Your task -
Output every line of the records below verbatim, with no changes.

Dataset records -
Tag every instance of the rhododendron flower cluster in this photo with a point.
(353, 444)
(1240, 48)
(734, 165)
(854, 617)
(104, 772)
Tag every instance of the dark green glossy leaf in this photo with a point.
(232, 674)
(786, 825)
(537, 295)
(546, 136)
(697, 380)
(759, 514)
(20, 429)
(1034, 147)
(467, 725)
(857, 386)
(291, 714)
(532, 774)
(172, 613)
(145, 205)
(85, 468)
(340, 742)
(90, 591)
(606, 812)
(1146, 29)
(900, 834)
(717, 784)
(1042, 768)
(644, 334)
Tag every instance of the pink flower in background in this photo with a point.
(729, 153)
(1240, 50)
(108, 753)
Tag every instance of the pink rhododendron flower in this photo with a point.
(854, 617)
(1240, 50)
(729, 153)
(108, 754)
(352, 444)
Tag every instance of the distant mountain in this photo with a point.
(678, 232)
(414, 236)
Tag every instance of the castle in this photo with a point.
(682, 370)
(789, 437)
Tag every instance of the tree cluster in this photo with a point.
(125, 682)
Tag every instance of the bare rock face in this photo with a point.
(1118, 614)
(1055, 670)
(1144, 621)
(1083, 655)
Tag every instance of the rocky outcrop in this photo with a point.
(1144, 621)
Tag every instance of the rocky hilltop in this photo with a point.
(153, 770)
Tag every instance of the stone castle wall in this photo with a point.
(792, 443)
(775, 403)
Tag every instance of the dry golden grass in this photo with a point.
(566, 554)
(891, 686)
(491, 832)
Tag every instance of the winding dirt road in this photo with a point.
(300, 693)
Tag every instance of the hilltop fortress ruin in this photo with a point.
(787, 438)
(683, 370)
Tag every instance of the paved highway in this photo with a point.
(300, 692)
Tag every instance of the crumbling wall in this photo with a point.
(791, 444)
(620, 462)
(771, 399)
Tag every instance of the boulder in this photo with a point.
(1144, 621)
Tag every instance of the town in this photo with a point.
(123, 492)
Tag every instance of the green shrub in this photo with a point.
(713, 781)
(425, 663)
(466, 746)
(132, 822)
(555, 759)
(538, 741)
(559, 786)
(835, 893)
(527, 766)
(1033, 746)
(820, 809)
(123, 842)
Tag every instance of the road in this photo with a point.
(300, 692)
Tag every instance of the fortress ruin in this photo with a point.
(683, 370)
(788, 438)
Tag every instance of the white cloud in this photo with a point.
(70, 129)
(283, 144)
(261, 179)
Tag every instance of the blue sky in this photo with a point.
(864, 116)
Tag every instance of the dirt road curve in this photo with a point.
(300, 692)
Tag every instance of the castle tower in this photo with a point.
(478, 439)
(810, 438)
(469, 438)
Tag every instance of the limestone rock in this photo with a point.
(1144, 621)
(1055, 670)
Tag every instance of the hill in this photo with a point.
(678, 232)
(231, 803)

Complete output -
Tag every instance of the rhododendron flower cluster in this photo with a point.
(353, 444)
(1240, 48)
(734, 165)
(854, 617)
(104, 772)
Tag every instance of the dark green glossy leaf in this photo with a point.
(232, 674)
(786, 825)
(537, 295)
(546, 136)
(697, 380)
(759, 514)
(20, 429)
(1034, 147)
(467, 725)
(857, 386)
(291, 714)
(532, 774)
(172, 613)
(145, 205)
(85, 468)
(340, 742)
(90, 591)
(606, 812)
(1146, 29)
(900, 834)
(717, 784)
(1042, 768)
(644, 334)
Tag every instance of the pink flower in background in this photo with a point.
(729, 153)
(1240, 50)
(108, 753)
Tag every instance of the pink rhododendron flower in this photo with a point.
(854, 617)
(1240, 50)
(729, 153)
(108, 754)
(352, 444)
Tag every instance of the distant mountain in this photo with a point.
(678, 232)
(414, 236)
Tag every instance of the castle in this photo with a point.
(682, 370)
(789, 437)
Tag every instance of the tree cluster in this photo with a point.
(125, 682)
Tag every instance of the bare rock face in this photo with a point.
(1118, 614)
(1055, 670)
(1144, 621)
(1083, 655)
Tag every instance of the rocky outcrop in this photo with a point.
(1144, 621)
Tag every instance of the rocky hilltop in this photo with a point.
(153, 770)
Tag every instance of the stone castle wall in this photo with a point.
(792, 443)
(775, 403)
Tag every instance of the dry golden grass in this photo with a point.
(566, 554)
(891, 686)
(491, 832)
Tag every instance of the winding dirt road in this photo with a point.
(300, 693)
Tag every instance of the hilltop fortress ruin in this photo with a point.
(787, 438)
(683, 370)
Tag every instance of the paved highway in this photo with a point.
(300, 692)
Tag every instance of the crumbling wall in this photo with a point.
(791, 444)
(620, 462)
(771, 399)
Tag every instance of the boulder in this photo with a point.
(1144, 621)
Tag every instance of the town in this photo with a point.
(123, 492)
Tag every instance of the green shrub in this photo with a point.
(713, 781)
(425, 663)
(466, 746)
(132, 822)
(555, 759)
(538, 741)
(559, 786)
(835, 893)
(527, 766)
(1033, 746)
(820, 809)
(123, 842)
Tag every instance of the road in this photo with a point.
(300, 692)
Tag every instance of the fortress ruin in this photo with a point.
(683, 370)
(788, 438)
Tag every instance of the white cloud in this photo with a point.
(70, 129)
(283, 144)
(261, 179)
Tag every instance of the blue sky in this photo with a point.
(864, 116)
Tag every instance of the dirt road curve in this photo with a point.
(300, 692)
Tag every instance of the castle tower in this photo with a point.
(478, 439)
(810, 438)
(469, 438)
Tag every instance of the limestone rock in this photo with a point.
(1144, 621)
(1055, 670)
Tag every instance of the hill in this photo with a point.
(678, 232)
(231, 803)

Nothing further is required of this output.